§ PROBLEM STATEMENT
Show each line of the records below that contains the word "wooden". Copy each of those lines in full.
Start of RECORDS PROVIDED
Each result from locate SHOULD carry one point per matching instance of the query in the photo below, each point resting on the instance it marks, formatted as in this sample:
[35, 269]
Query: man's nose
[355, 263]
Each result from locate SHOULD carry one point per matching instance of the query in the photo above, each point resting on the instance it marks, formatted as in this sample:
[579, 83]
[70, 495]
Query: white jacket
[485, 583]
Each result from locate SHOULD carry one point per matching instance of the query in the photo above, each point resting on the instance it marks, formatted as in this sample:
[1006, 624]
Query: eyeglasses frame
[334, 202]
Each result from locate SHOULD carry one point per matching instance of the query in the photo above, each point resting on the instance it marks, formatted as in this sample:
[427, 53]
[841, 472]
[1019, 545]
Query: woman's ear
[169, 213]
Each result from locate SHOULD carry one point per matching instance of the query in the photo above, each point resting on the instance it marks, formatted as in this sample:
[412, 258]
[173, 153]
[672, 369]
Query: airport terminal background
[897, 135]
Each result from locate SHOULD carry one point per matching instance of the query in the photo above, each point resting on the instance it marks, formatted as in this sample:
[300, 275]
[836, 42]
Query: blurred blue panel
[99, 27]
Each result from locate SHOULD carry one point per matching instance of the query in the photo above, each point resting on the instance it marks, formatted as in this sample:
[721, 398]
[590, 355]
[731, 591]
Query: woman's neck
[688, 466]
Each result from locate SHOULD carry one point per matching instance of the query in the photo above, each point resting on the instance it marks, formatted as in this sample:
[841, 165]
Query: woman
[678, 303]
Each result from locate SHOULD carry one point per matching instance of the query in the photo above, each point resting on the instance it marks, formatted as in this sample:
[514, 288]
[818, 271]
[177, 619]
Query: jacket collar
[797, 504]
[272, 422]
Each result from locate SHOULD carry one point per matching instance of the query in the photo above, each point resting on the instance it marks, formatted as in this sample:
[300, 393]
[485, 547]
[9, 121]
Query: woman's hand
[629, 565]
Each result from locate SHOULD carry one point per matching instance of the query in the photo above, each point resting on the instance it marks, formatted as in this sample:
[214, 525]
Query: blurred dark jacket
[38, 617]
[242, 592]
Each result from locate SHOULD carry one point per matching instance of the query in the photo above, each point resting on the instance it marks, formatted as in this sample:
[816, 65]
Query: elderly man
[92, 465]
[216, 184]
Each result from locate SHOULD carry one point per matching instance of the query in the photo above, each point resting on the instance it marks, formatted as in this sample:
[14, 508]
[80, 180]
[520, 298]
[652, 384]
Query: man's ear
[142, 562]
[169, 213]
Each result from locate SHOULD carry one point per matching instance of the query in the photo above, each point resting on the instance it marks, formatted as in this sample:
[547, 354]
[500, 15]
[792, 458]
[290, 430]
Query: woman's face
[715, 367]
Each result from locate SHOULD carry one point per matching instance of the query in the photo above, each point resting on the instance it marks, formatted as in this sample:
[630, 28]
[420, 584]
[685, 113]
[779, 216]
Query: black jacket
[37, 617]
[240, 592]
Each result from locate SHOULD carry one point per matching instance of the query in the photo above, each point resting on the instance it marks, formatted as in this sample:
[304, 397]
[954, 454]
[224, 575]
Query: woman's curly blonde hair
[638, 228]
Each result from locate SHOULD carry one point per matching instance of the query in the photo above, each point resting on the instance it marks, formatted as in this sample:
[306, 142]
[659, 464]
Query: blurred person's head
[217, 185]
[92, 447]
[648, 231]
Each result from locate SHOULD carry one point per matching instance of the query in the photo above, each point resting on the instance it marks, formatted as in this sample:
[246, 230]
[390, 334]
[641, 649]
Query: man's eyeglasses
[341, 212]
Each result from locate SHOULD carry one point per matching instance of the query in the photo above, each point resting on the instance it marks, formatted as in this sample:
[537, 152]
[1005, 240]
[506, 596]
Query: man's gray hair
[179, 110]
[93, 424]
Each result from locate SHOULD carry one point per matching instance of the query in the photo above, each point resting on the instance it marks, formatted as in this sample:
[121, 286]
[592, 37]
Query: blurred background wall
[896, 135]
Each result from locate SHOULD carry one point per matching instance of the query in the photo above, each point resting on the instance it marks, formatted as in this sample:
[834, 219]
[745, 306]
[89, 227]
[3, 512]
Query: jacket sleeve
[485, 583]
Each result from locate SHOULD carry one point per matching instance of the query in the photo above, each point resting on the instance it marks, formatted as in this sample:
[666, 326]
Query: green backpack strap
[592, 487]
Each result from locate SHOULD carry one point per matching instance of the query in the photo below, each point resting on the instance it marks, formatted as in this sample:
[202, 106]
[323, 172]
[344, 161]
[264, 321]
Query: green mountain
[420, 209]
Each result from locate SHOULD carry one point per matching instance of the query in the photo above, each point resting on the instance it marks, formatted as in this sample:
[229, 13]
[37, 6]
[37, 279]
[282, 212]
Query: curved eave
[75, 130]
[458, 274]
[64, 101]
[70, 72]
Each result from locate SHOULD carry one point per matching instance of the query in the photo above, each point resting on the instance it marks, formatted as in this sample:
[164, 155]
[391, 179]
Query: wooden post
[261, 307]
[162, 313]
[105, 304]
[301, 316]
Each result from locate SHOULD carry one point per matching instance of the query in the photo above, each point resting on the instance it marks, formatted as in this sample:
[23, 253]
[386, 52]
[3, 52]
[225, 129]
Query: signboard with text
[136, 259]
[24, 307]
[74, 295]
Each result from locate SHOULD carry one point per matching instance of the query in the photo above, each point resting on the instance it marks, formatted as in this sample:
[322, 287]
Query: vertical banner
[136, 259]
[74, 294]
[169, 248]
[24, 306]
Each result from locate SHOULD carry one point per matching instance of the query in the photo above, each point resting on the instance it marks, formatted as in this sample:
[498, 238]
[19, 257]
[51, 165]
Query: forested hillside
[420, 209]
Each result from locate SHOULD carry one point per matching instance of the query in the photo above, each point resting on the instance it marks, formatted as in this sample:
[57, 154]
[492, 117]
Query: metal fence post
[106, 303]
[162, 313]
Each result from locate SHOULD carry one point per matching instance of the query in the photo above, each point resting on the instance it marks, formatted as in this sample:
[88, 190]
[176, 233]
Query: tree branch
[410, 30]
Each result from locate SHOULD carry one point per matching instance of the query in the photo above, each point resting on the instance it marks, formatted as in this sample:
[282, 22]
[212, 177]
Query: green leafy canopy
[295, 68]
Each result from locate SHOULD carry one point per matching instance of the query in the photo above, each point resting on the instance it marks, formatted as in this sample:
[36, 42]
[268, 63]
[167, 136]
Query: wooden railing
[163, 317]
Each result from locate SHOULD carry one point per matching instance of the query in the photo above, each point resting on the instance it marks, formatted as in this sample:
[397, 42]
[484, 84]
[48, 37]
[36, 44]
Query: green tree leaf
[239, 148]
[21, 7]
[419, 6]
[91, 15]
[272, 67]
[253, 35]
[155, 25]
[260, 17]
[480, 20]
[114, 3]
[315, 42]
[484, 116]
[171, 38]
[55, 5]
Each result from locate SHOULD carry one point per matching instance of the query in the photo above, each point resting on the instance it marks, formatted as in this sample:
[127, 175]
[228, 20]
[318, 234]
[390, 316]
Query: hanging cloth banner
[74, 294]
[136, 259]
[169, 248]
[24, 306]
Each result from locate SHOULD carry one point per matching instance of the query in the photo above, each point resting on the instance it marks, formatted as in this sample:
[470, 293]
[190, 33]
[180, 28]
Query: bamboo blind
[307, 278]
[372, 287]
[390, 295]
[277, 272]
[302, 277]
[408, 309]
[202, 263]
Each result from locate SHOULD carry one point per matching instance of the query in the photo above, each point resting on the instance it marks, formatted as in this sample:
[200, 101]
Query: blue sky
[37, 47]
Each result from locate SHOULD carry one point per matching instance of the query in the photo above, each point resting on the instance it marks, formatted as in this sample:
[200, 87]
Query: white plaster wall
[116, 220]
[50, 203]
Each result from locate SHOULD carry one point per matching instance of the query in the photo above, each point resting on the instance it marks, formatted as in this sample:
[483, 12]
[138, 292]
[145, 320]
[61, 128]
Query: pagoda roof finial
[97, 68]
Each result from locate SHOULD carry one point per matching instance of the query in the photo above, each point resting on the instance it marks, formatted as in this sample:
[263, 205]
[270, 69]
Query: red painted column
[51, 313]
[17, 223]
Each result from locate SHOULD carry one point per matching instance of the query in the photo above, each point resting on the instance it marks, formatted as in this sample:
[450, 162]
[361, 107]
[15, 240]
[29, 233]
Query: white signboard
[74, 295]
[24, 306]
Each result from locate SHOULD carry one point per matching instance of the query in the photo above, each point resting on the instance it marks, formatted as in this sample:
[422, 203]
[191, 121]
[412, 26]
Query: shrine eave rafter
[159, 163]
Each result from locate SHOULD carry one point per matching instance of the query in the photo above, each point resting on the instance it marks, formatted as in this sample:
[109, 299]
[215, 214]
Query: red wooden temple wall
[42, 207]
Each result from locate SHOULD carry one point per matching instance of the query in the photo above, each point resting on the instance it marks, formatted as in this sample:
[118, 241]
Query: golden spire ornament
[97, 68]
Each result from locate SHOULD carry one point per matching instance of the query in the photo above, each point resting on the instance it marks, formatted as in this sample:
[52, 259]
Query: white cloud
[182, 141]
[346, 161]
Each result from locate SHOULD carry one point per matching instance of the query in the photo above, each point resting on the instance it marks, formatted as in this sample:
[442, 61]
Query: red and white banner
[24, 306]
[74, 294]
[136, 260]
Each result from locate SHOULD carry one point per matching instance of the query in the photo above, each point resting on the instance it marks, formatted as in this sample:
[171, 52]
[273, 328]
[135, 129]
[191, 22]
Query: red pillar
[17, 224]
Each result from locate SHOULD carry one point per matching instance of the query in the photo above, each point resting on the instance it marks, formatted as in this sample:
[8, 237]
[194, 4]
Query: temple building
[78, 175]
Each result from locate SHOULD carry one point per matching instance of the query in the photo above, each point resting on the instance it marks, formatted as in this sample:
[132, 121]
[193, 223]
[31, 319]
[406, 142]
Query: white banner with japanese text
End of RECORDS PROVIDED
§ RESPONSE BELOW
Query: wooden post
Query: wooden railing
Query: red wooden temple wall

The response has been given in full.